Saved entries:
— start —
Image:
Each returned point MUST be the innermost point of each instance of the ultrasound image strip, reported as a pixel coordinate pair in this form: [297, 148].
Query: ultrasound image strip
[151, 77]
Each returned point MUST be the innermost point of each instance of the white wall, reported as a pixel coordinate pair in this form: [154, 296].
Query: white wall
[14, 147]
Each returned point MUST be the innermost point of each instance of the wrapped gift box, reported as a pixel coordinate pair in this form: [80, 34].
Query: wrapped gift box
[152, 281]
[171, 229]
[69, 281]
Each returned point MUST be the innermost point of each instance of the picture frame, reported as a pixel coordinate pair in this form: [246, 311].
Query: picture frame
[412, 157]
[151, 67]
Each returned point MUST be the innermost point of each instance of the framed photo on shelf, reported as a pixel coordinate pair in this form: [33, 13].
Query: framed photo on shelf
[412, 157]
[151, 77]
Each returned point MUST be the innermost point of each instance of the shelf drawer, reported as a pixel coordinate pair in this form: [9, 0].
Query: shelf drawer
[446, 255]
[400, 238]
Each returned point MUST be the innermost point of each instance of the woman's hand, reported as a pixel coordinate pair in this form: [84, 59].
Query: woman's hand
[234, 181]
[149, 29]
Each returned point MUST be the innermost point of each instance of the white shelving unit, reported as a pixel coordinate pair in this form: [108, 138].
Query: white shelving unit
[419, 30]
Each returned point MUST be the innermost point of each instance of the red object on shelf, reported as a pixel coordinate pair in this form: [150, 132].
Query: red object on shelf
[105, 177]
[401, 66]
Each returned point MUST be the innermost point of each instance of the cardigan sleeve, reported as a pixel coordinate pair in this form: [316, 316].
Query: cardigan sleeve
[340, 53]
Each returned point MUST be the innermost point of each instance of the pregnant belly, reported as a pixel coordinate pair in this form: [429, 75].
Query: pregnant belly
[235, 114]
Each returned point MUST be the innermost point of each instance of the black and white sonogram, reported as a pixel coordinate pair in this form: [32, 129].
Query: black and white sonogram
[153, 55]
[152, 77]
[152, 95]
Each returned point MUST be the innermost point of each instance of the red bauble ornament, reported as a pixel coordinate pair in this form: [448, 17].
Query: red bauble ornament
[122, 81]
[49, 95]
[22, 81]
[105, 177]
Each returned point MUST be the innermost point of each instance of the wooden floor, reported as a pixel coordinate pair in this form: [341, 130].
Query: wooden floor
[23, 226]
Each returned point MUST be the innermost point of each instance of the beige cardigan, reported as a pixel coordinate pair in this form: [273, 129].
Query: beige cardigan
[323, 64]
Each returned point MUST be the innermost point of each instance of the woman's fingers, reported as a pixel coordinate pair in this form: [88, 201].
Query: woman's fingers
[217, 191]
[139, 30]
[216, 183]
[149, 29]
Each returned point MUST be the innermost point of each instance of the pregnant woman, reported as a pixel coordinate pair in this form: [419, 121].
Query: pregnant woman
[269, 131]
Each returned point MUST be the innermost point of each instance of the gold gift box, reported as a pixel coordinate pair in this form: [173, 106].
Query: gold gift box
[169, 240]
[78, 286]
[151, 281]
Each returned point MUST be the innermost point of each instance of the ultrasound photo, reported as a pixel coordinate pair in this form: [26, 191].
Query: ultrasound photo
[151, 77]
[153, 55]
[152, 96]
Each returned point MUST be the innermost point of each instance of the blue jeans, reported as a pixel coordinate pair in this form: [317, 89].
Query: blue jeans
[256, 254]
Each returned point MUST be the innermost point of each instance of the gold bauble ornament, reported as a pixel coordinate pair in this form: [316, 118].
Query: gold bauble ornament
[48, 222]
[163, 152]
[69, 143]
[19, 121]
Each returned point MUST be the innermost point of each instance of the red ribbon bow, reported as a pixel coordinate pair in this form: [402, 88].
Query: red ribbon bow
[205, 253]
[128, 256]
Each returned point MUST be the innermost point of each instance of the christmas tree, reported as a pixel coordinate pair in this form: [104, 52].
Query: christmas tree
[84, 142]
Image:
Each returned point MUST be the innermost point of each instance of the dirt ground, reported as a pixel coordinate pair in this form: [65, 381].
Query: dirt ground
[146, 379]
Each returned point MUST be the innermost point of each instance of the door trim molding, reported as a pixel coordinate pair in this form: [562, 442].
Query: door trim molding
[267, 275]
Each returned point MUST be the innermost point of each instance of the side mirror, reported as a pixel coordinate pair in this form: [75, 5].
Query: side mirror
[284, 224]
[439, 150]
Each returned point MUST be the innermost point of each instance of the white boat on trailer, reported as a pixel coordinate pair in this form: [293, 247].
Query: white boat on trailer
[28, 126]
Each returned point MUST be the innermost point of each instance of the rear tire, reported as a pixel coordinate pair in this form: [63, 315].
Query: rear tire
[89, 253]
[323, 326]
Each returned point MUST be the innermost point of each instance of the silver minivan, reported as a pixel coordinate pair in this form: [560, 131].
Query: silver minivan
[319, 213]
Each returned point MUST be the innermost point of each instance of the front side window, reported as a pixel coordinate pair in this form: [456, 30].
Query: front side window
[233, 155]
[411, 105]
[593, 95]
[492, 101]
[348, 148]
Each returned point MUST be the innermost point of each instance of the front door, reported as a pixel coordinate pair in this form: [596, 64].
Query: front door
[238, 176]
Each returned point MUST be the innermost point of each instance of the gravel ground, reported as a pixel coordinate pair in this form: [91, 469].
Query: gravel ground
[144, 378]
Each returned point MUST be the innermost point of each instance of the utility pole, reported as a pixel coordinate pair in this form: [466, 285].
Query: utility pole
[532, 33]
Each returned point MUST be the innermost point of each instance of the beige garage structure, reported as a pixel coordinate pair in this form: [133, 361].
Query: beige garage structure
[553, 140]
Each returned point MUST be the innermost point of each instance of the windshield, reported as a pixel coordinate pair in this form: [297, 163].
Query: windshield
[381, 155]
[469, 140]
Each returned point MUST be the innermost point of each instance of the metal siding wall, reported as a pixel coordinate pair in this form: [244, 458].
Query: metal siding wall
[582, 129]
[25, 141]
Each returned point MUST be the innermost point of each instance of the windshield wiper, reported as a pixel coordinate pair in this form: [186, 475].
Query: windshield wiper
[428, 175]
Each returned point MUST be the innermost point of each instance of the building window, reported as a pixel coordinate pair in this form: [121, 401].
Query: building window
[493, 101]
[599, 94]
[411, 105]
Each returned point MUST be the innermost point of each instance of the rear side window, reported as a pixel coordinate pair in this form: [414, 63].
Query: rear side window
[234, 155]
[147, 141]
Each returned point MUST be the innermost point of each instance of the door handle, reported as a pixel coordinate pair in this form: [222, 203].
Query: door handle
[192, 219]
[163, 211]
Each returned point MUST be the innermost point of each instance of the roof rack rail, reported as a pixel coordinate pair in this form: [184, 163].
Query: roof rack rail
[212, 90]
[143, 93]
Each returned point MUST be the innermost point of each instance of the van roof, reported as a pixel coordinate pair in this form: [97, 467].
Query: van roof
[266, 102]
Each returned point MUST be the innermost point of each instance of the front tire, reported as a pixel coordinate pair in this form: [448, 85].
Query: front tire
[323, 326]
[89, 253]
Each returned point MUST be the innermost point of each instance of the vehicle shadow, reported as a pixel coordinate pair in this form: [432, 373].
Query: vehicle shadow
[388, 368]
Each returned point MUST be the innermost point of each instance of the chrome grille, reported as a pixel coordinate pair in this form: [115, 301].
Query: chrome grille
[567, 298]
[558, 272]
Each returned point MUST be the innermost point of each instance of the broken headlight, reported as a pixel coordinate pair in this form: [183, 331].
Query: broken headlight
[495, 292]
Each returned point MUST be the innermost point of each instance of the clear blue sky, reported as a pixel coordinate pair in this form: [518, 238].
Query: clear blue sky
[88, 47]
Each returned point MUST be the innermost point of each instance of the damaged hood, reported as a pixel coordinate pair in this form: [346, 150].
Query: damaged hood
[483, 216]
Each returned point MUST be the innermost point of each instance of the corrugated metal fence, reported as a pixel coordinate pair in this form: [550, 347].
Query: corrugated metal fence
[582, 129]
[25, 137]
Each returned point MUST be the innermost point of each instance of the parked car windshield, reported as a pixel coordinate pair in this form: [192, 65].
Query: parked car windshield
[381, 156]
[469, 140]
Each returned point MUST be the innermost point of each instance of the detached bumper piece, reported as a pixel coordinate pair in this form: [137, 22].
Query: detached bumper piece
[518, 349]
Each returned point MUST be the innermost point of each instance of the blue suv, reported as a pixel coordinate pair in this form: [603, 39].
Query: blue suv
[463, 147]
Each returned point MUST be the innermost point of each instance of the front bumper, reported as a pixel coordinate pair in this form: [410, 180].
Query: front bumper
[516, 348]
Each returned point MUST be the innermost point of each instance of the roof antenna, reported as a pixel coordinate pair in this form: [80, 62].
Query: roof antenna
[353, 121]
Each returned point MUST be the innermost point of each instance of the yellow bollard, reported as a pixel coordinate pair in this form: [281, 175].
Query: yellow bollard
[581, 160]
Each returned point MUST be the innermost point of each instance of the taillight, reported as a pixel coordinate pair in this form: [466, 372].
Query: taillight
— end —
• [What to do] Retype everything above from the line containing "form: [466, 372]." down to the end of the material, with no changes.

• [Solution for this task]
Each returned point MUST be the innermost point of each instance of the taillight, reported as a pixel coordinate pair in this form: [466, 372].
Query: taillight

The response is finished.